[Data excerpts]
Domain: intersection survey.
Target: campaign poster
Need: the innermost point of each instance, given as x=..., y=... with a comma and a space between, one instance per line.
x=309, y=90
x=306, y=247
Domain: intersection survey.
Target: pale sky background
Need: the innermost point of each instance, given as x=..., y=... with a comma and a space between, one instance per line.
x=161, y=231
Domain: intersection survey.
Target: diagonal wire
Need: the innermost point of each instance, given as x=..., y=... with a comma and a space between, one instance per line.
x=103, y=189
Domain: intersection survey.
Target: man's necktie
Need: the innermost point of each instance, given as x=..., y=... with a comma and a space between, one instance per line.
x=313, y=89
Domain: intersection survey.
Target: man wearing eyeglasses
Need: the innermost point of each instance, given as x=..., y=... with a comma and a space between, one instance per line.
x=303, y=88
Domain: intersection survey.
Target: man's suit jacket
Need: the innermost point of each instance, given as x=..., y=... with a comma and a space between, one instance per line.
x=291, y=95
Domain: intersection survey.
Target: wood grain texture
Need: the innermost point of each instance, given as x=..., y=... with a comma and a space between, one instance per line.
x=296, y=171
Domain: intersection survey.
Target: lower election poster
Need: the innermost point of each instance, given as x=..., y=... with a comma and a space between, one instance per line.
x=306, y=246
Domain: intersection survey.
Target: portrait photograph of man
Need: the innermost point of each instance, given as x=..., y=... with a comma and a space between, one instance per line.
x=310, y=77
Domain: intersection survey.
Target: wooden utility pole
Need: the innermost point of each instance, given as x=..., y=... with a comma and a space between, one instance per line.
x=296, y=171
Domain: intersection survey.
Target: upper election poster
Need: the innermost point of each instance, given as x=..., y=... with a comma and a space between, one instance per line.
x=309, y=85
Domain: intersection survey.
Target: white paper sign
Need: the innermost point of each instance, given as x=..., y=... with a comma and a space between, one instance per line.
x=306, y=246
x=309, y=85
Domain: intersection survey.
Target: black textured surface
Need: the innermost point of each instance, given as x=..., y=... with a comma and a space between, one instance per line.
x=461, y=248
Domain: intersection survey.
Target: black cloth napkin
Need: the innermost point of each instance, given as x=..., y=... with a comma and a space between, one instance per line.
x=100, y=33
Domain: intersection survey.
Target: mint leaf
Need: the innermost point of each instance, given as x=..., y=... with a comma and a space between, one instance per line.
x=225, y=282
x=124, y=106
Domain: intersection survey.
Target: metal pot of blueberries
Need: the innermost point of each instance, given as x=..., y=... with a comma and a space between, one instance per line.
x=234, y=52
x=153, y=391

Problem to solve: In the answer, each line of the data must appear exactly as written.

Finished task:
Domain: intersection survey.
Target: campaign poster
Need: the innermost point of each instance, given as x=..., y=... with a comma and a space between, one instance per line.
x=309, y=90
x=306, y=247
Domain: intersection survey.
Target: pale sky background
Need: the innermost point of each instance, given as x=..., y=... with a comma and a space between, one instance per line.
x=161, y=231
Domain: intersection survey.
Target: diagonal wire
Need: the innermost point of each instance, given as x=..., y=... with a comma and a space between, one instance per line.
x=103, y=189
Domain: intersection survey.
Target: man's necktie
Need: the innermost point of each instance, given as x=..., y=... with a comma and a space between, one instance per line.
x=313, y=89
Domain: intersection survey.
Target: man wearing eyeglasses
Need: the innermost point of each instance, given as x=..., y=... with a comma and a space between, one instance per line.
x=303, y=88
Domain: intersection survey.
Target: man's suit jacket
Need: the innermost point of each instance, given as x=..., y=... with a comma and a space between, one instance per line.
x=291, y=95
Domain: intersection survey.
Target: wood grain texture
Need: the innermost point of each instance, given as x=..., y=... with a comma and a space between, one instance per line.
x=296, y=171
Domain: intersection survey.
Target: lower election poster
Need: the innermost point of each instance, given as x=..., y=... with a comma and a space between, one instance per line.
x=306, y=246
Domain: intersection survey.
Target: portrait photograph of man
Need: the innermost point of each instance, given as x=..., y=... with a comma and a space between, one instance per line.
x=310, y=77
Domain: intersection survey.
Target: wooden utility pole
Need: the innermost point of each instance, given as x=..., y=... with a comma and a space between, one instance per line.
x=296, y=171
Domain: intersection survey.
Target: upper election poster
Need: the innermost point of each instance, given as x=..., y=... with a comma and a space between, one instance per line.
x=309, y=85
Domain: intersection survey.
Target: white paper sign
Need: the innermost point of each instance, given as x=..., y=... with a comma and a space between, one instance per line.
x=306, y=246
x=309, y=85
Domain: intersection survey.
Target: black textured surface
Need: the innermost point of each instance, given as x=..., y=... with a comma and a space between, one instance per line.
x=461, y=248
Domain: intersection survey.
Target: black cloth napkin
Need: the innermost point of each instance, given as x=..., y=... with a comma and a space between, one instance per line.
x=100, y=33
Domain: intersection survey.
Target: mint leaf
Need: the innermost point of each instance, given as x=..., y=... with a comma and a space between, one instance per line.
x=225, y=282
x=124, y=106
Domain: intersection survey.
Target: metal pot of blueberries
Need: the innermost point of each instance, given as x=..., y=... with a comma and a space between, one instance per line.
x=234, y=52
x=153, y=391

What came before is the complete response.